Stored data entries
————————

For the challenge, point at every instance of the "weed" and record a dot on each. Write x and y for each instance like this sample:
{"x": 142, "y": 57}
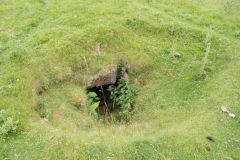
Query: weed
{"x": 92, "y": 103}
{"x": 7, "y": 124}
{"x": 124, "y": 95}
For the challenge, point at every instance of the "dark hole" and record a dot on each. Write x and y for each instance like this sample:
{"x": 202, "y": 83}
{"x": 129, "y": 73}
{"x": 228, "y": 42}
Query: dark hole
{"x": 106, "y": 105}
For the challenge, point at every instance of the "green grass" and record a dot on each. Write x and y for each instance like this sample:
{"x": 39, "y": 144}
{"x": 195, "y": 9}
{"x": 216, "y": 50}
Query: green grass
{"x": 43, "y": 44}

————————

■ Task item ■
The line with "Query: dark hole" marks where to start. Transcribe from there through the final line of the records, exactly and with nothing added.

■ Task solution ■
Query: dark hole
{"x": 106, "y": 105}
For the challenge, point at every instance of the "green grass" and record a dot on each. Write x and y for each instance like this sample:
{"x": 39, "y": 144}
{"x": 195, "y": 9}
{"x": 216, "y": 50}
Query: green grass
{"x": 43, "y": 44}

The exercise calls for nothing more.